» **The task**: Omit every picture and return the rest of the data unaltered.

Data entries

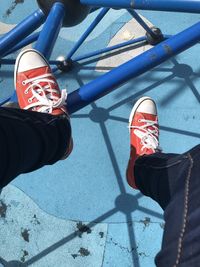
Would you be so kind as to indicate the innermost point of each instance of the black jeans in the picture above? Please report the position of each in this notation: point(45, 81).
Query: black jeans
point(30, 140)
point(174, 182)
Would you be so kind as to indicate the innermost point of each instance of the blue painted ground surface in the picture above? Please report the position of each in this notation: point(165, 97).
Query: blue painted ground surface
point(119, 227)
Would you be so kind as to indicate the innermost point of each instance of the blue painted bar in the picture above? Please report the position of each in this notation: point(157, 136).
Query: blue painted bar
point(23, 29)
point(87, 32)
point(133, 68)
point(50, 31)
point(141, 22)
point(10, 61)
point(110, 48)
point(189, 6)
point(28, 40)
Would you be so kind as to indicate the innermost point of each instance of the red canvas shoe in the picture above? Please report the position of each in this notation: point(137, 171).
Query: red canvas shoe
point(36, 87)
point(144, 134)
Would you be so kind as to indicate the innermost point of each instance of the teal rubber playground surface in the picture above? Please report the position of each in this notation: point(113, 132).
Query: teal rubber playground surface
point(80, 212)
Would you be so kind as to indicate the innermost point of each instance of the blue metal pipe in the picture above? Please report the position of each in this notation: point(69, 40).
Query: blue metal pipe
point(50, 31)
point(28, 40)
point(23, 29)
point(142, 23)
point(10, 61)
point(87, 32)
point(110, 48)
point(133, 68)
point(190, 6)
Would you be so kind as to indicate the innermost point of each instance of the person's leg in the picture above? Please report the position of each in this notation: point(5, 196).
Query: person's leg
point(40, 135)
point(173, 181)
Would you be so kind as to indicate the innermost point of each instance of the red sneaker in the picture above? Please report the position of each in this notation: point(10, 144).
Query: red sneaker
point(36, 86)
point(144, 134)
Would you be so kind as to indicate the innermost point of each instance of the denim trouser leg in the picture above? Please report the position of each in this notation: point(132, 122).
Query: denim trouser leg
point(30, 140)
point(174, 182)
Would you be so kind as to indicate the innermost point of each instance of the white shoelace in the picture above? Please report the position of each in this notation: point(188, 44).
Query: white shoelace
point(149, 137)
point(44, 94)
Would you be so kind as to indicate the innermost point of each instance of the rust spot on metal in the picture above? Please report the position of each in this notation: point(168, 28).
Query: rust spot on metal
point(25, 234)
point(3, 209)
point(82, 228)
point(101, 234)
point(12, 7)
point(25, 253)
point(168, 49)
point(132, 3)
point(146, 221)
point(84, 252)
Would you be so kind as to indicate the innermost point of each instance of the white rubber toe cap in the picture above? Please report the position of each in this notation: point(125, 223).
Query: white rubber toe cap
point(30, 59)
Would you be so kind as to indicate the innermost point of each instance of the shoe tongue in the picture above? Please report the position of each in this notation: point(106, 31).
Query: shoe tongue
point(34, 73)
point(148, 116)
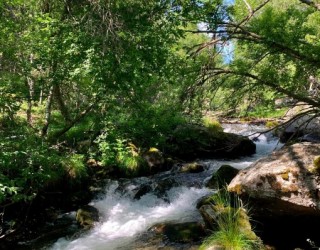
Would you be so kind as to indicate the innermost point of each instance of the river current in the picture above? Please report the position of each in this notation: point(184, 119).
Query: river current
point(124, 218)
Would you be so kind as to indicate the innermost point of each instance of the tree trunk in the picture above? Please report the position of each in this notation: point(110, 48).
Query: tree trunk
point(63, 108)
point(30, 84)
point(47, 113)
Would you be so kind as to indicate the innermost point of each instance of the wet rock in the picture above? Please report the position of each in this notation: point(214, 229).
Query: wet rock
point(181, 232)
point(190, 142)
point(211, 214)
point(154, 159)
point(206, 200)
point(222, 177)
point(286, 182)
point(87, 216)
point(193, 167)
point(301, 124)
point(312, 137)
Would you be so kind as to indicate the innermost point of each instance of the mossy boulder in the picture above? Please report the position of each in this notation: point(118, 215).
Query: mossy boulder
point(283, 183)
point(222, 177)
point(87, 215)
point(211, 214)
point(180, 232)
point(191, 142)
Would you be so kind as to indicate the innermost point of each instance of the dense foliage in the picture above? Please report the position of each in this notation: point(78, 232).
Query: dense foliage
point(108, 79)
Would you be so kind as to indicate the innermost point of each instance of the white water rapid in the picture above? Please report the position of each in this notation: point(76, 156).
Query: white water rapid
point(124, 219)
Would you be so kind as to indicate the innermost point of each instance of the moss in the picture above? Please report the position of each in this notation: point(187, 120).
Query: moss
point(272, 124)
point(315, 167)
point(285, 176)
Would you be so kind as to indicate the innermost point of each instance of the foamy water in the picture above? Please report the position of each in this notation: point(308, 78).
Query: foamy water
point(123, 218)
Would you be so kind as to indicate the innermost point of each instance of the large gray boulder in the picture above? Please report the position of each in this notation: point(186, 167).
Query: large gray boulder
point(286, 182)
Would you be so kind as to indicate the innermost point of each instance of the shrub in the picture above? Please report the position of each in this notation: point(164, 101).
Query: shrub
point(27, 164)
point(120, 153)
point(234, 230)
point(212, 125)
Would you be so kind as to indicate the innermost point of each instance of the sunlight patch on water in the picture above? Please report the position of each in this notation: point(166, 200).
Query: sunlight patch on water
point(123, 218)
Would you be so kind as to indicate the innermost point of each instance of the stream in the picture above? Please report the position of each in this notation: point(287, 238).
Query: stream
point(127, 213)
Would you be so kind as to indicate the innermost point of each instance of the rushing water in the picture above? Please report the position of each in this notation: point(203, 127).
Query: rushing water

» **Solution**:
Would you be so kind as to indicate the innermost point of each instance of the black jeans in the picture above? Please report the position of each in this notation: point(45, 81).
Query: black jeans
point(30, 140)
point(174, 182)
Would you be so kind as to indicate the innermost point of each instance of the blue painted ground surface in the picture above? Please report the position of each in this notation: point(165, 97).
Query: blue painted ground surface
point(119, 227)
Would you be so kind as to indicate the innermost point of each instance of the blue painted bar in the picture above? Please report the position of each in this notation: point(157, 136).
Query: blue painted bar
point(23, 29)
point(87, 32)
point(133, 68)
point(50, 31)
point(141, 22)
point(10, 61)
point(110, 48)
point(189, 6)
point(28, 40)
Would you be so kind as to indicate the innermost point of each instance of the red canvas shoe in the picture above? Please report the position of each in this notation: point(137, 171).
Query: red canvas shoe
point(36, 87)
point(144, 134)
Would you be so kind as to indicate the innermost point of each instance of the teal rubber playground surface in the picture above? Please report the position of each in this notation: point(113, 132).
Query: teal rubber playground surface
point(80, 212)
Would you be so kind as to indicate the innermost point of each instance of the blue metal pipe in the picture above? Please report the position of each in this notation: point(69, 40).
Query: blue metal pipe
point(50, 31)
point(28, 40)
point(23, 29)
point(142, 23)
point(10, 61)
point(87, 32)
point(110, 48)
point(133, 68)
point(190, 6)
Would you be so kind as to indicate the innermost point of each instance of the person's leg in the picture above? Please report the position of each in this notation: point(5, 196).
Query: person's leg
point(40, 135)
point(173, 181)
Would you be so kind as to indicate the innermost point of each instance of the red sneaker in the picture above? Please report the position of each in this notation: point(10, 144).
Query: red sneaker
point(36, 86)
point(144, 134)
Would you be so kind as to indicate the innermost point of each instance of the denim trouser leg in the picture above? Please report the position of each in this notation: point(132, 122).
Query: denim trouser leg
point(30, 140)
point(174, 182)
Would you be so kind as to indicate the innermost point of each instance of the white shoelace in the picture above? Please report the position of each in this notation: point(188, 44).
Query: white shoelace
point(149, 137)
point(44, 94)
Would you be so kind as to indicate the innermost point of each instance of the rust spot on metal in the picture above? Please report the position of each in this notation: point(168, 28).
Query: rust spot on metal
point(25, 234)
point(3, 209)
point(82, 228)
point(101, 234)
point(12, 7)
point(25, 253)
point(168, 49)
point(132, 3)
point(146, 221)
point(84, 252)
Would you be so kind as to indicate the innermost point of each instance of the white rubber toe cap in the picture above? Please report the position of each in this notation: point(125, 223).
Query: white rubber toe cap
point(30, 59)
Would you be so kind as to indicate the innermost point of each instance of the shoe tongue in the picture above? Please report the position of each in this notation: point(106, 31).
Query: shoe tongue
point(34, 73)
point(148, 116)
Would you be so kind as to indicate the innermost point of each instance of the river current in the picture above? Please report the position of each in this notation: point(184, 119).
Query: river current
point(124, 218)
Would you be so kind as to indicate the innermost point of each instance of the tree trunk in the picture above? Please report the position of each in this notation: point(110, 48).
Query: tree trunk
point(63, 108)
point(30, 84)
point(47, 113)
Would you be so kind as to indicate the innermost point of each instance of the wet rock in the picture above? Please report the position of each in this notation: point(214, 229).
Query: wet rock
point(181, 232)
point(190, 142)
point(211, 214)
point(154, 159)
point(206, 200)
point(222, 177)
point(286, 182)
point(87, 216)
point(193, 167)
point(301, 124)
point(312, 137)
Would you be so kind as to indicate the innermost point of each instance of the mossy boulder in the picture above? Please report the position of each in this notation: point(118, 215).
Query: mossy boulder
point(283, 183)
point(222, 177)
point(87, 215)
point(211, 214)
point(180, 232)
point(191, 142)
Would you be so kind as to indicate the innermost point of each instance of the dense foliage in the picture above? Please report the position of each in this notation: point(78, 232).
Query: dense foliage
point(108, 79)
Would you be so kind as to indicate the innermost point of each instance of the white water rapid in the picture above? Please report the position of each in this notation: point(76, 156).
Query: white water rapid
point(124, 219)
Would you be so kind as to indicate the innermost point of each instance of the moss in the picture above? Please report the position of each in this notation: point(187, 120).
Query: moss
point(272, 124)
point(315, 167)
point(285, 176)
Would you be so kind as to indicate the innermost point of each instance of the foamy water in the picture above? Please report the position of each in this notation: point(308, 78).
Query: foamy water
point(123, 218)
Would you be so kind as to indicate the innermost point of each instance of the large gray boulder in the picture above? Please report the position of each in this notation: point(186, 167).
Query: large gray boulder
point(286, 182)
Would you be so kind as to indicate the innermost point of each instance of the shrub in the picture above? Please report the position of each in this notation: point(164, 101).
Query: shrub
point(27, 164)
point(120, 153)
point(234, 230)
point(212, 125)
Would you be so kind as to indicate the innermost point of each instance of the sunlight patch on water in the picture above? Please report the position of each in this notation: point(166, 200).
Query: sunlight patch on water
point(123, 218)
Would you be so kind as to indicate the innermost point of each instance of the stream in the picture above? Please report the position of each in this notation: point(287, 238).
Query: stream
point(127, 213)
Would you be so kind as to indicate the innermost point of each instance of the rushing water in the picture above? Please report the position of each in this notation: point(203, 127).
Query: rushing water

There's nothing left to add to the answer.